§ **EXERCISE**:
All of the data that follows is to be written out exactly, with images excluded.

PROVIDED MATERIAL section start

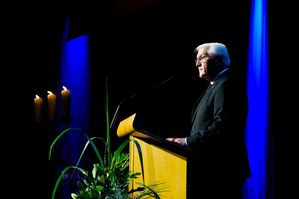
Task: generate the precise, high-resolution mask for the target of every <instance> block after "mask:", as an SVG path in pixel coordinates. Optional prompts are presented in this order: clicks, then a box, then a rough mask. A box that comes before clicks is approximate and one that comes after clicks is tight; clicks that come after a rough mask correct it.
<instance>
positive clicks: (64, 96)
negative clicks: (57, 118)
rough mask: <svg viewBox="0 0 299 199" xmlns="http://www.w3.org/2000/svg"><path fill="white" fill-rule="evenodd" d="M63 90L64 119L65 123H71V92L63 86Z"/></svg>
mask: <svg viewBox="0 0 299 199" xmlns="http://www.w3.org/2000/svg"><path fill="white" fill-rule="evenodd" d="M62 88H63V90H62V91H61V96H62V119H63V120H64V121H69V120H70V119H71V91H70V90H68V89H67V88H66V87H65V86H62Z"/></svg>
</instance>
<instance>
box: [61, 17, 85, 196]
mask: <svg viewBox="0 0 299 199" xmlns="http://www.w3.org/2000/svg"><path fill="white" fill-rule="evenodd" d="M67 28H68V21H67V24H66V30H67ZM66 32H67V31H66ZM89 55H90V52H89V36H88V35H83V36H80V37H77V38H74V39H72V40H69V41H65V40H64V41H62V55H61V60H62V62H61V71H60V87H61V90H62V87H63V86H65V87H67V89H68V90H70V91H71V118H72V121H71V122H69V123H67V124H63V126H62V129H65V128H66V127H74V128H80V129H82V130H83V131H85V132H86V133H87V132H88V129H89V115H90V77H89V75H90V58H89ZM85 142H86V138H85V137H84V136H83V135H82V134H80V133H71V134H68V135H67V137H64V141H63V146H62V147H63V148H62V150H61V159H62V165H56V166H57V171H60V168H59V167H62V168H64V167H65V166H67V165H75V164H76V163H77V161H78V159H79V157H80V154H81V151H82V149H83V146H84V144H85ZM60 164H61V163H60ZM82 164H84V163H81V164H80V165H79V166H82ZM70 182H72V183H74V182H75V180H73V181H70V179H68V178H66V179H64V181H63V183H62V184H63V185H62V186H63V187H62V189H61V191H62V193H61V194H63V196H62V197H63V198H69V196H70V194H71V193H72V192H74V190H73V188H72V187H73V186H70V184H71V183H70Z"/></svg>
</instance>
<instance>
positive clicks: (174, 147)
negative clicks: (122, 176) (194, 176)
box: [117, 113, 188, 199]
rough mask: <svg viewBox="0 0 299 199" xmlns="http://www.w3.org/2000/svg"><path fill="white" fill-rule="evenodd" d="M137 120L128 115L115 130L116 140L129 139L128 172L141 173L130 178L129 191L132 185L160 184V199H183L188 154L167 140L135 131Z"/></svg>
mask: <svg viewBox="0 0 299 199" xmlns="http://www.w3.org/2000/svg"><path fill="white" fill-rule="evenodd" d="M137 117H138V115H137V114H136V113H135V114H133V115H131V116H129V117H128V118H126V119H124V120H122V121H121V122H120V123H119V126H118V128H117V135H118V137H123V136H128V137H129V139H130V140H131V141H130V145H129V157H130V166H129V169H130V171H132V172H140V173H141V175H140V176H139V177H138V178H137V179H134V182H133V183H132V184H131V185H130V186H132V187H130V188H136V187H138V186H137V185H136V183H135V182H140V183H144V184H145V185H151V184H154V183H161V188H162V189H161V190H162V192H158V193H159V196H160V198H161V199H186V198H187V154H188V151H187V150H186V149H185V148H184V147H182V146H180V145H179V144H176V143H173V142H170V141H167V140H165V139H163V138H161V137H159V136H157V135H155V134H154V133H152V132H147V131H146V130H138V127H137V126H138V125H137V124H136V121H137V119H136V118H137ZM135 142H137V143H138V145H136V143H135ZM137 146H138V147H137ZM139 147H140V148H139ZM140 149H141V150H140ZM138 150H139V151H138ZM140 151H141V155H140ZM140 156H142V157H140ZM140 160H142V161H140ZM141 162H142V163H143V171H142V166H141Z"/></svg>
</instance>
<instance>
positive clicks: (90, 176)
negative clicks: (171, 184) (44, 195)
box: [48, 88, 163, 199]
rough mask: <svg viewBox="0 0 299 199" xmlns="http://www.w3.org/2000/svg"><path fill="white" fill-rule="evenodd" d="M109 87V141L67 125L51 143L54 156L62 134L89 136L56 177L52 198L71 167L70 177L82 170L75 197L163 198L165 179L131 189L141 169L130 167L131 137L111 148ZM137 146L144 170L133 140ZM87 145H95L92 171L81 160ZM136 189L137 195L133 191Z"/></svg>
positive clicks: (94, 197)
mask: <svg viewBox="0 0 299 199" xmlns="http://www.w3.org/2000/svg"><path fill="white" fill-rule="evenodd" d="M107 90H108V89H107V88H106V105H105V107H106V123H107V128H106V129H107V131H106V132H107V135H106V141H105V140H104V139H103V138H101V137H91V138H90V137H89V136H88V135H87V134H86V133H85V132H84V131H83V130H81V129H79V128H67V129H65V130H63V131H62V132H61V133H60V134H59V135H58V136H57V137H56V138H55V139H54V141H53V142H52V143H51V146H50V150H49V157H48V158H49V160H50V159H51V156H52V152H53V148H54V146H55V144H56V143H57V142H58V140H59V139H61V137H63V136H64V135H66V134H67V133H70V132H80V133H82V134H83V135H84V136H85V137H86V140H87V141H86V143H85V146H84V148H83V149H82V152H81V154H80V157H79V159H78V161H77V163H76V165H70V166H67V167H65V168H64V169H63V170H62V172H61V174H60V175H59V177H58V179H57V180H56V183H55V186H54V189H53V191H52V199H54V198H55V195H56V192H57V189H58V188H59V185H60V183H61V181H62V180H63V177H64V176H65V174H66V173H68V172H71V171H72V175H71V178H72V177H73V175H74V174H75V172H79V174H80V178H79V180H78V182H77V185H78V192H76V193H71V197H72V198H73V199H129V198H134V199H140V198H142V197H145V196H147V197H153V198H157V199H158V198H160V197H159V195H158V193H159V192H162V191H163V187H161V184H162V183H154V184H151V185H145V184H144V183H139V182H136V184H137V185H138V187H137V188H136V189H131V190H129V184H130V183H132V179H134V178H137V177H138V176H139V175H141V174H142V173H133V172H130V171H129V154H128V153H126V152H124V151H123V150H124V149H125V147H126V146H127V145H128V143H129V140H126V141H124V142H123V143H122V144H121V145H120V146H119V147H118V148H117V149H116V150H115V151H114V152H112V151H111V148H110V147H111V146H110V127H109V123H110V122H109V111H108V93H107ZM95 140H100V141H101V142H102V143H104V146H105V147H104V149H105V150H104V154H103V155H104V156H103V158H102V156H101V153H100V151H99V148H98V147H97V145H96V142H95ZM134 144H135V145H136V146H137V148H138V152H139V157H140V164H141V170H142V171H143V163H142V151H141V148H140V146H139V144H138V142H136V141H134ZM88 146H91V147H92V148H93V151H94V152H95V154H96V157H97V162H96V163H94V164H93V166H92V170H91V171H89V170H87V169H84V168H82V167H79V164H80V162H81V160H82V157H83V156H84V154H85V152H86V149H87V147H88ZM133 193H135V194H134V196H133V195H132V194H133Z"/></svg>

PROVIDED MATERIAL section end

§ **SOLUTION FOR THIS EXERCISE**:
Task: generate the precise, high-resolution mask for the target of every <instance> block after "mask:", as an SVG path in pixel coordinates. Optional prompts are presented in this order: clicks, then a box, then a rough mask. A box that comes before clicks is approximate and one that comes after clicks is tight; clicks that come after a rough mask correct it.
<instance>
positive clicks: (64, 96)
negative clicks: (57, 118)
rough mask: <svg viewBox="0 0 299 199" xmlns="http://www.w3.org/2000/svg"><path fill="white" fill-rule="evenodd" d="M63 90L64 119L65 123H71V92L63 86Z"/></svg>
mask: <svg viewBox="0 0 299 199" xmlns="http://www.w3.org/2000/svg"><path fill="white" fill-rule="evenodd" d="M62 88H63V90H62V91H61V96H62V119H63V120H64V121H69V120H70V119H71V91H70V90H68V89H67V88H66V87H65V86H62Z"/></svg>
</instance>
<instance>
box: [61, 17, 85, 196]
mask: <svg viewBox="0 0 299 199" xmlns="http://www.w3.org/2000/svg"><path fill="white" fill-rule="evenodd" d="M67 28H68V21H67V24H66V30H67ZM66 32H67V31H66ZM89 55H90V52H89V36H88V35H83V36H80V37H77V38H74V39H72V40H69V41H65V40H64V41H62V55H61V60H62V62H61V71H60V87H61V90H62V87H63V86H65V87H67V89H68V90H70V91H71V118H72V121H71V122H69V123H67V124H63V126H62V129H65V128H66V127H74V128H80V129H82V130H83V131H85V132H86V133H87V132H88V129H89V115H90V77H89V75H90V58H89ZM85 142H86V138H85V137H84V136H83V135H82V134H80V133H71V134H68V135H67V137H64V141H63V146H62V147H63V148H62V150H61V159H62V165H56V166H57V171H60V168H59V167H62V168H64V167H65V166H67V165H75V164H76V163H77V161H78V159H79V157H80V154H81V151H82V149H83V146H84V144H85ZM60 164H61V163H60ZM82 164H84V163H81V164H80V165H79V166H82ZM70 182H72V183H74V182H75V180H73V181H70V179H68V178H66V179H64V181H63V183H62V184H63V185H62V186H63V187H62V189H61V191H62V193H61V194H63V196H62V197H63V198H69V196H70V194H71V193H72V192H74V190H73V188H72V187H73V186H70V184H71V183H70Z"/></svg>
</instance>
<instance>
positive clicks: (174, 147)
negative clicks: (122, 176) (194, 176)
box: [117, 113, 188, 199]
rough mask: <svg viewBox="0 0 299 199" xmlns="http://www.w3.org/2000/svg"><path fill="white" fill-rule="evenodd" d="M137 120L128 115L115 130L116 140L129 139L128 172L141 173L130 178L129 191L132 185L160 184V199H183L188 154L167 140L135 131Z"/></svg>
mask: <svg viewBox="0 0 299 199" xmlns="http://www.w3.org/2000/svg"><path fill="white" fill-rule="evenodd" d="M137 117H138V115H137V114H136V113H135V114H133V115H131V116H129V117H128V118H126V119H124V120H122V121H121V122H120V123H119V126H118V128H117V135H118V137H123V136H128V137H129V139H130V140H131V141H130V145H129V157H130V166H129V169H130V171H132V172H140V173H141V175H140V176H139V177H138V178H137V179H134V182H133V183H132V184H131V185H130V186H132V187H130V188H136V187H138V186H137V185H136V183H135V182H140V183H144V184H145V185H151V184H154V183H161V188H162V189H161V190H162V192H158V193H159V196H160V198H161V199H186V198H187V154H188V151H187V150H186V149H185V148H184V147H182V146H180V145H179V144H176V143H173V142H170V141H167V140H165V139H163V138H161V137H159V136H157V135H155V134H154V133H152V132H147V131H146V130H138V127H137V126H138V125H137V124H136V121H137V119H136V118H137ZM135 142H137V143H138V145H136V143H135ZM137 146H138V147H137ZM139 147H140V148H139ZM140 149H141V150H140ZM138 150H139V151H138ZM140 151H141V155H140ZM140 156H142V157H140ZM140 160H142V161H140ZM141 162H142V163H143V171H142V166H141Z"/></svg>
</instance>
<instance>
positive clicks: (90, 176)
negative clicks: (171, 184) (44, 195)
box: [48, 88, 163, 199]
rough mask: <svg viewBox="0 0 299 199" xmlns="http://www.w3.org/2000/svg"><path fill="white" fill-rule="evenodd" d="M109 87V141L67 125L51 143L54 156L62 134L89 136L56 177L52 198L71 167L70 177L82 170L75 197L163 198L165 179L131 189L141 169L130 167L131 137L111 148ZM137 146L144 170L133 140ZM87 145H95L92 171L81 160ZM136 189L137 195L133 191Z"/></svg>
positive clicks: (94, 197)
mask: <svg viewBox="0 0 299 199" xmlns="http://www.w3.org/2000/svg"><path fill="white" fill-rule="evenodd" d="M107 90H108V89H107V88H106V105H105V107H106V123H107V128H106V129H107V131H106V132H107V135H106V141H105V140H104V139H103V138H101V137H91V138H90V137H89V136H88V135H87V134H86V133H85V132H84V131H83V130H81V129H79V128H67V129H65V130H63V131H62V132H61V133H60V134H59V135H58V136H57V137H56V138H55V139H54V141H53V142H52V143H51V146H50V150H49V157H48V158H49V160H50V159H51V156H52V152H53V148H54V146H55V144H56V143H57V142H58V140H59V139H61V137H63V136H64V135H66V134H67V133H70V132H80V133H82V134H83V135H84V136H85V137H86V140H87V141H86V143H85V146H84V148H83V149H82V152H81V154H80V157H79V159H78V161H77V163H76V165H70V166H67V167H65V168H64V169H63V170H62V172H61V174H60V175H59V177H58V179H57V180H56V183H55V186H54V189H53V191H52V199H54V198H55V195H56V192H57V189H58V188H59V185H60V183H61V181H62V180H63V177H64V176H65V174H66V173H68V172H71V171H72V175H71V178H72V177H73V175H74V174H75V172H79V174H80V178H79V180H78V182H77V185H78V192H76V193H71V197H72V198H73V199H129V198H134V199H140V198H142V197H145V196H147V197H153V198H157V199H158V198H160V197H159V195H158V193H159V192H162V191H163V187H161V184H162V183H154V184H151V185H145V184H144V183H139V182H136V184H137V185H138V187H137V188H136V189H131V190H129V184H130V183H132V179H134V178H137V177H138V176H139V175H141V174H142V173H133V172H130V171H129V154H128V153H126V152H124V151H123V150H124V149H125V147H126V146H127V145H128V143H129V140H126V141H124V142H123V143H122V144H121V145H120V146H119V147H118V148H117V149H116V150H115V151H114V152H112V151H111V148H110V147H111V146H110V127H109V123H110V122H109V111H108V93H107ZM95 140H100V141H101V142H102V143H104V146H105V147H104V149H105V150H104V154H103V155H104V156H103V158H102V156H101V153H100V151H99V148H98V147H97V145H96V142H95ZM134 144H135V145H136V146H137V148H138V152H139V157H140V164H141V170H142V171H143V163H142V151H141V148H140V146H139V144H138V142H136V141H134ZM88 146H91V147H92V148H93V151H94V152H95V154H96V157H97V162H96V163H94V164H93V166H92V170H91V171H89V170H87V169H84V168H82V167H79V164H80V162H81V160H82V157H83V156H84V154H85V152H86V149H87V147H88ZM133 193H135V194H134V196H133V195H132V194H133Z"/></svg>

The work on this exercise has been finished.